Rewrite the entries below with "Would you kindly" changed to "Please" wherever it appears, keeping everything else the same.
------------------------------
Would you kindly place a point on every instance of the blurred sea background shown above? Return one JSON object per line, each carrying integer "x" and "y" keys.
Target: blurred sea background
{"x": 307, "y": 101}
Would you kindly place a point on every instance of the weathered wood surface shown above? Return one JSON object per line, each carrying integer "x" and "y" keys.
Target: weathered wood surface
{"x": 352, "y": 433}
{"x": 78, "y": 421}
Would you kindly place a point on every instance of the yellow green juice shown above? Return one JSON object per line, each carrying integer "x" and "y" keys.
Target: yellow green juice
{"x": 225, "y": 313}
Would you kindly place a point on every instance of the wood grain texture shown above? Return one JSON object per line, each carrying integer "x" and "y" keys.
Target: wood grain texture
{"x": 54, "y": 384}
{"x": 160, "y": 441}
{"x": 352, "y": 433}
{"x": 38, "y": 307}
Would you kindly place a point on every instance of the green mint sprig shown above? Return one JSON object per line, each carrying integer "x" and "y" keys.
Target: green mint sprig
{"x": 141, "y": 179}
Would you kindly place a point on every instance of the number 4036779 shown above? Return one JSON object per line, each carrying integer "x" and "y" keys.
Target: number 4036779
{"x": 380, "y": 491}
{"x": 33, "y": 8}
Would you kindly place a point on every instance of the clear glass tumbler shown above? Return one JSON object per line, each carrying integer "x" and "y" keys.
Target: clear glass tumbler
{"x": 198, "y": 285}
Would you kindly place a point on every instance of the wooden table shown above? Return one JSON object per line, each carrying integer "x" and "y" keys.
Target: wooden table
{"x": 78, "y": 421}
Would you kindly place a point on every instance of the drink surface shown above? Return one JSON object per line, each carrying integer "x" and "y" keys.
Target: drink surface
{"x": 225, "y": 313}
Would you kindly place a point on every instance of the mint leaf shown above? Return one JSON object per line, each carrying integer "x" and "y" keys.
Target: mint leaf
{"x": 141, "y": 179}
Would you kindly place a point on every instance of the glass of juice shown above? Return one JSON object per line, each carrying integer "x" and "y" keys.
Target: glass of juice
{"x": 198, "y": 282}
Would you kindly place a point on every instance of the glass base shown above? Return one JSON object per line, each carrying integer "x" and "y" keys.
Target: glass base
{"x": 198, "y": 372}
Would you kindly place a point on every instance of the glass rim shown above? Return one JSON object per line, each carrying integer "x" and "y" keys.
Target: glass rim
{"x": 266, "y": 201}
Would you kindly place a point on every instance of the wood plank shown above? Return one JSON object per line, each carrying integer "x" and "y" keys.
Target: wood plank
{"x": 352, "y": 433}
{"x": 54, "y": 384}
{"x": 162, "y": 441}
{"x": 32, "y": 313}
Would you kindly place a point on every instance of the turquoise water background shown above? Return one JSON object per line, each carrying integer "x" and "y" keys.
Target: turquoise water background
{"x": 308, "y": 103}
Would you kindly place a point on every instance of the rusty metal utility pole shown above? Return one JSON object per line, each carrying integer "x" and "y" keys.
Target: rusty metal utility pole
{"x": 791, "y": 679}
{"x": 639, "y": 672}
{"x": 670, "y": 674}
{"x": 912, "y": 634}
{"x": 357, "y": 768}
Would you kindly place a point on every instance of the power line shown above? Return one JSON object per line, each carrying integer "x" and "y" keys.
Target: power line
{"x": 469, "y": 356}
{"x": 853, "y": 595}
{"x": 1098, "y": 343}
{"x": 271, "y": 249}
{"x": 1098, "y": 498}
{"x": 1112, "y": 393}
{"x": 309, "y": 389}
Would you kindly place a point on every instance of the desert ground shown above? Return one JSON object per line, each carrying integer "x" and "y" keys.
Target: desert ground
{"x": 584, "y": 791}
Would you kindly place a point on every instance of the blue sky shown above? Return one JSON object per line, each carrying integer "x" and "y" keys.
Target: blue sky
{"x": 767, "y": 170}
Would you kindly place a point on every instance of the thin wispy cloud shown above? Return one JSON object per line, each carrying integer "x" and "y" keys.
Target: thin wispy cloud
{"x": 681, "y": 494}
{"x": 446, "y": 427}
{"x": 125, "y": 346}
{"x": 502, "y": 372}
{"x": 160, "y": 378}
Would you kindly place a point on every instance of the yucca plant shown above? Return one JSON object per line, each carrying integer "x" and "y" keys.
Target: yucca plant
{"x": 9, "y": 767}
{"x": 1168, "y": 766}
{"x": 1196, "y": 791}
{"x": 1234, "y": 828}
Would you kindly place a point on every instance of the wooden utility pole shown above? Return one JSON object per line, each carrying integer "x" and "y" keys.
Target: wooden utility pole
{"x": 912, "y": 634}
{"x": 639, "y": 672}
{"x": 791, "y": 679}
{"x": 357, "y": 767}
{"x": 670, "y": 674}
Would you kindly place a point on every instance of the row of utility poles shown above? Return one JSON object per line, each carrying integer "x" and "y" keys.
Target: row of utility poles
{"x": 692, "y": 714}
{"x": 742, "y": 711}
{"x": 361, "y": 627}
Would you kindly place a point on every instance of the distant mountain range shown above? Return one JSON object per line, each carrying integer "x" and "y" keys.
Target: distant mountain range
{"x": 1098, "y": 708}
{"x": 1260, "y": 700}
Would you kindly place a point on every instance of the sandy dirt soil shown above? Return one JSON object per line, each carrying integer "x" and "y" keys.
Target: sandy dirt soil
------------------------------
• Exercise result:
Please place a point on every instance of the blurred sea background shown above? Return one JSON object per line, each carrying integer "x" and "y" keys.
Target: blurred sea background
{"x": 307, "y": 101}
Please place a point on every instance of the weathered wood surface shown above? Return one JSON object per line, each carrying integer "x" and "y" keys.
Target: weathered wood surface
{"x": 352, "y": 433}
{"x": 78, "y": 421}
Please place a point on every instance of the yellow green juice shown above? Return one JSON object per line, each carrying integer "x" and "y" keys.
Target: yellow green juice
{"x": 225, "y": 313}
Please place a point on every instance of the wood grain texture shown above? Return one JSON object per line, each carrying integer "x" and "y" keys.
Target: wood grain texture
{"x": 54, "y": 384}
{"x": 160, "y": 441}
{"x": 352, "y": 433}
{"x": 38, "y": 307}
Please place a point on every instance of the green mint sprig shown above? Return one JSON object per line, each carrying integer "x" and "y" keys.
Target: green mint sprig
{"x": 141, "y": 179}
Please place a point on every instance of the number 4036779 shown above? Return one JSON object per line, each carrying integer "x" and "y" keys.
Target: number 4036779
{"x": 380, "y": 491}
{"x": 33, "y": 8}
Please place a point on every instance of the clear glass tumbler shown above? Return one JSON object per line, each carrying integer "x" and "y" keys.
Target: clear glass tumbler
{"x": 198, "y": 285}
Please place a point on every instance of the wooden table shown above? Return one JSON object per line, each carrying integer "x" and "y" keys.
Target: wooden table
{"x": 78, "y": 421}
Please place a point on every instance of the drink surface shown above? Return one JSON object per line, each carrying integer "x" and "y" keys.
Target: drink surface
{"x": 225, "y": 313}
Please place a point on every instance of the mint leaf shown above? Return one JSON object per line, each carrying integer "x" and "y" keys.
Target: mint leaf
{"x": 141, "y": 179}
Please place a point on every instance of the glass of juice shown above? Return one JSON object per line, each carrying integer "x" and "y" keys.
Target: glass of juice
{"x": 198, "y": 282}
Please place a point on every instance of the glass base shown above? Return one JSON object per line, each carrying integer "x" and "y" keys.
Target: glass base
{"x": 198, "y": 372}
Please place a point on every instance of the glass rim shown above? Return one JSON object per line, each carrying integer "x" and "y" keys.
Target: glass rim
{"x": 266, "y": 201}
Please place a point on every instance of the wood plank shown above? Return one JSON object per line, each carrying integer "x" and "y" keys.
Target: wood plank
{"x": 352, "y": 433}
{"x": 54, "y": 384}
{"x": 162, "y": 441}
{"x": 32, "y": 313}
Please place a point on every instance of the turquoise water background shown above? Return one JSON object per line, each carrying integer "x" and "y" keys.
Target: turquoise water background
{"x": 308, "y": 103}
Please place a point on every instance of the rusty metal utility pole shown above? Return one JSON object per line, each carrying integer "x" and "y" keys.
Target: rusty metal utility pole
{"x": 791, "y": 679}
{"x": 639, "y": 672}
{"x": 670, "y": 674}
{"x": 912, "y": 634}
{"x": 357, "y": 768}
Please place a point on every instance of the power line shown above? Return one JSON object per line, each carrying integer "x" and "y" keys.
Target: power line
{"x": 469, "y": 356}
{"x": 853, "y": 595}
{"x": 1098, "y": 343}
{"x": 271, "y": 249}
{"x": 1098, "y": 498}
{"x": 1112, "y": 393}
{"x": 309, "y": 389}
Please place a point on every instance of the desert ground shown above? Return one JSON object per line, each carrying integer "x" and "y" keys.
Target: desert ground
{"x": 584, "y": 791}
Please place a point on every instance of the blue sky shown above? Return one JSON object per line, each carrying integer "x" and "y" keys.
Target: blue sky
{"x": 767, "y": 170}
Please place a point on every instance of the thin wispy cloud shown above? Return one JSON object per line, each carrying integer "x" and "y" keys.
Target: thin wispy cloud
{"x": 681, "y": 494}
{"x": 446, "y": 427}
{"x": 125, "y": 346}
{"x": 502, "y": 372}
{"x": 160, "y": 378}
Please place a point on every instance of the yucca plant shown above? Return one JSON object per line, each carrying integer "x" and "y" keys.
Target: yucca plant
{"x": 9, "y": 767}
{"x": 1168, "y": 766}
{"x": 1196, "y": 791}
{"x": 1234, "y": 828}
Please place a point on every instance of the wooden utility pole shown above? Return one JSON object per line, each carrying integer "x" and "y" keys.
Target: wooden utility pole
{"x": 912, "y": 634}
{"x": 639, "y": 672}
{"x": 791, "y": 679}
{"x": 357, "y": 767}
{"x": 670, "y": 674}
Please place a point on every instance of the row of utility poles shown above? Return one JSON object per line, each carrying integer "x" and "y" keys.
Target: row of utility poles
{"x": 692, "y": 714}
{"x": 742, "y": 711}
{"x": 361, "y": 627}
Please place a point on every instance of the distant mountain range shown above? Return one JSON object per line, each carrying integer "x" and "y" keys.
Target: distant mountain range
{"x": 1098, "y": 708}
{"x": 1260, "y": 700}
Please place a point on every instance of the sandy dirt soil shown above? Return one JSON object per line, each carrying integer "x" and "y" keys.
Target: sandy dirt soil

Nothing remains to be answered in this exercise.